__Task requirements__. Reproduce the portion of the JMdict issue thread starting at "yamagoya commented 2" and ending at "for non-structural ones?)".

## START Passage

JMdictProject / JMdictIssues

JMdict Japanese dictionary - lexicographic, etc. issues management
18 stars 1 forks source link

JMdict XML data and version info #58

Closed yamagoya closed 2 years ago

yamagoya commented 2 years ago

Currently the JMdict and JMnedict XML files have an embedded creation date and version number but that information is in comments making it somewhat hard to extract.

I wonder if instead that information could be placed in the XML itself. One obvious way would be as attributes in the XML root element:

 <JMdict date="2022-01-17" version="1.10">

I wonder too if the version number could be bumped whenever any change was made to the DTD including entity changes? (Or possibly a two-level version number: major for structural changes, minor for non-structural ones?)

Finally, since substantial XML DTD changes will occur with the implementation of the XML Next Generation changes (http://www.edrdg.org/wiki/index.php/JMdict:_Next_Generation) perhaps this change could be included with that?

JMdictProject commented 2 years ago

Having the creation date and version as attributes in the root element sound fine. I'll add that to the NG document.

Not that version numbering has been a big player, but it would probably be good to have a major/minor system in place.

## END Passage
## START Record excerpts

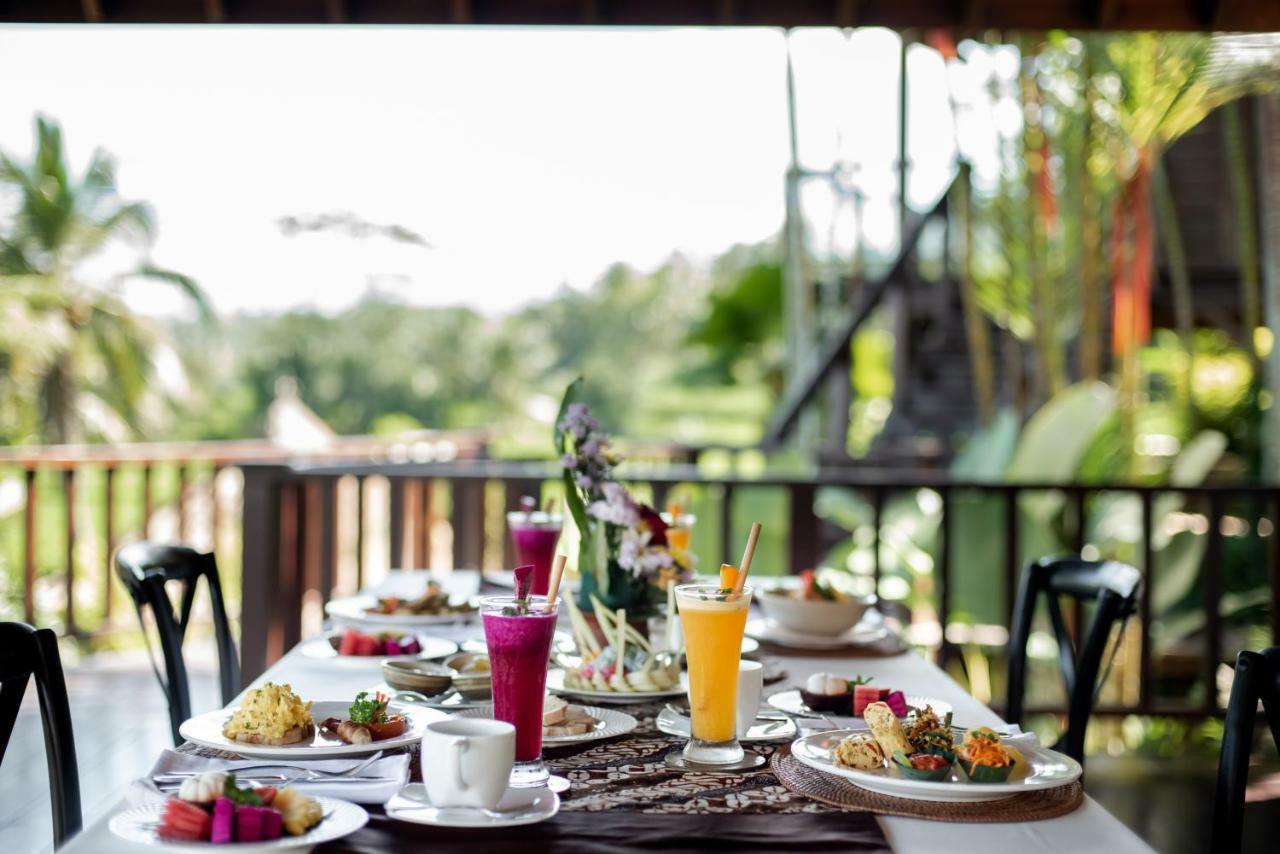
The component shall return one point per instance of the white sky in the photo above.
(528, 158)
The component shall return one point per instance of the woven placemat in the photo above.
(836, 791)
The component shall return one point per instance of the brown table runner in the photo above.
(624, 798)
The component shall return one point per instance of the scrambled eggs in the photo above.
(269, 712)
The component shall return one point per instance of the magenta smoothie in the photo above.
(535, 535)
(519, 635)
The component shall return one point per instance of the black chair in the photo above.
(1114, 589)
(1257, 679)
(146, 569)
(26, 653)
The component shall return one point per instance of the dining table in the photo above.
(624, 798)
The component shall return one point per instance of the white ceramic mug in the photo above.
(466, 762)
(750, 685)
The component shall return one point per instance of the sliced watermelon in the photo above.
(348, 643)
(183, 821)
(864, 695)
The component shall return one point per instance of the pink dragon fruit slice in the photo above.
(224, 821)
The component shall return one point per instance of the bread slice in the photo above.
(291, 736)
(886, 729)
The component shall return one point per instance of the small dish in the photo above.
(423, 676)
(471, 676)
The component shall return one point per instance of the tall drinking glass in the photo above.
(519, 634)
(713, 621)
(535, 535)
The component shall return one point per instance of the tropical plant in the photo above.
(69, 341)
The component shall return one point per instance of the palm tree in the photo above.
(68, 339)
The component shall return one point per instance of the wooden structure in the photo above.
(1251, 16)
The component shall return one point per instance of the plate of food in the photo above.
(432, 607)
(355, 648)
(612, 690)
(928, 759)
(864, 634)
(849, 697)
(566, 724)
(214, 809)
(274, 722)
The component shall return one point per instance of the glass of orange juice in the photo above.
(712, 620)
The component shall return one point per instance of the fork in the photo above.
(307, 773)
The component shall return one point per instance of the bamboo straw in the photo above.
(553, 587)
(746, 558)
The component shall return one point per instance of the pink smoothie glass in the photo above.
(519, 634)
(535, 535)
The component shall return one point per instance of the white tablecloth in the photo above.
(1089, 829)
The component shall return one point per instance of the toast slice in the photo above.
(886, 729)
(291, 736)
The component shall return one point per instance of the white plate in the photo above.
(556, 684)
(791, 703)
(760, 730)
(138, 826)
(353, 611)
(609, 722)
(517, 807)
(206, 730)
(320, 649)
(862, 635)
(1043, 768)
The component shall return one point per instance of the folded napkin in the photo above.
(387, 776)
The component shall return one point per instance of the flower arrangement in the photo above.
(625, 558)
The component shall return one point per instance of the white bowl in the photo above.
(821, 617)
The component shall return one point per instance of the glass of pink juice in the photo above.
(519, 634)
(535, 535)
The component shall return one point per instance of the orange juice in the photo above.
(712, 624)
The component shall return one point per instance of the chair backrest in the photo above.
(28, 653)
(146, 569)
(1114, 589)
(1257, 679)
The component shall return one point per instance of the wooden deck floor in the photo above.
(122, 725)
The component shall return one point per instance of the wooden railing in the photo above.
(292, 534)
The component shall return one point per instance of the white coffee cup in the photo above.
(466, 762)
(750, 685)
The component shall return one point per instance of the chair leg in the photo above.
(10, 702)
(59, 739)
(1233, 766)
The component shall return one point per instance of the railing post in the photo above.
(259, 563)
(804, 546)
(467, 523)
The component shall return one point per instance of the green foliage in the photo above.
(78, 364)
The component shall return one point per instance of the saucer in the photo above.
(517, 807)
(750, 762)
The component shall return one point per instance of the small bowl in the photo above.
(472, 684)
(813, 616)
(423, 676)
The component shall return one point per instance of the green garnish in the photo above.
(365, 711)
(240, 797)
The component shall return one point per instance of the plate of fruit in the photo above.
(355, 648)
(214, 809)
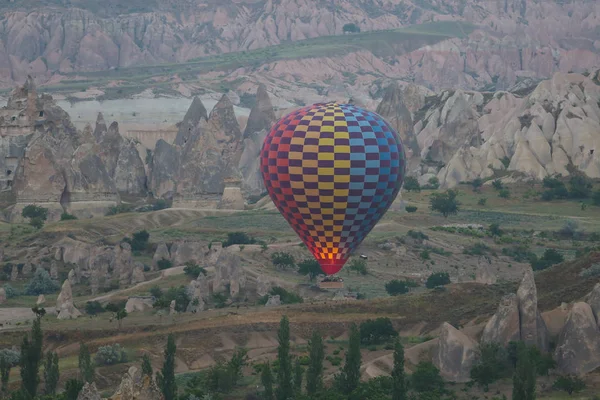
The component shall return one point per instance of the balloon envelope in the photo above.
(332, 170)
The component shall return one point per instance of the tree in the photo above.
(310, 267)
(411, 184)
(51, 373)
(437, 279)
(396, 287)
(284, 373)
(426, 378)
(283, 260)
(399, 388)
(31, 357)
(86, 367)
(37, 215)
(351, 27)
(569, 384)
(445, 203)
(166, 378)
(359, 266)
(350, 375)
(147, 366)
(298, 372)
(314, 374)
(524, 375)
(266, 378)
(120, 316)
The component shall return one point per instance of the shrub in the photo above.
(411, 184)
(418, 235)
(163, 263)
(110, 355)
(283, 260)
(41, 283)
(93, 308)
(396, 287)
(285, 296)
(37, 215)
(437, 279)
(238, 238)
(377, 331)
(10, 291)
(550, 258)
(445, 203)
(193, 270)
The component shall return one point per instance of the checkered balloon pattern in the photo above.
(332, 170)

## END Record excerpts

__Completed exercise__.
yamagoya commented 2 years ago

Currently the JMdict and JMnedict XML files have an embedded creation date and version number but that information is in comments making it somewhat hard to extract.

I wonder if instead that information could be placed in the XML itself. One obvious way would be as attributes in the XML root element:

 <JMdict date="2022-01-17" version="1.10">

I wonder too if the version number could be bumped whenever any change was made to the DTD including entity changes? (Or possibly a two-level version number: major for structural changes, minor for non-structural ones?)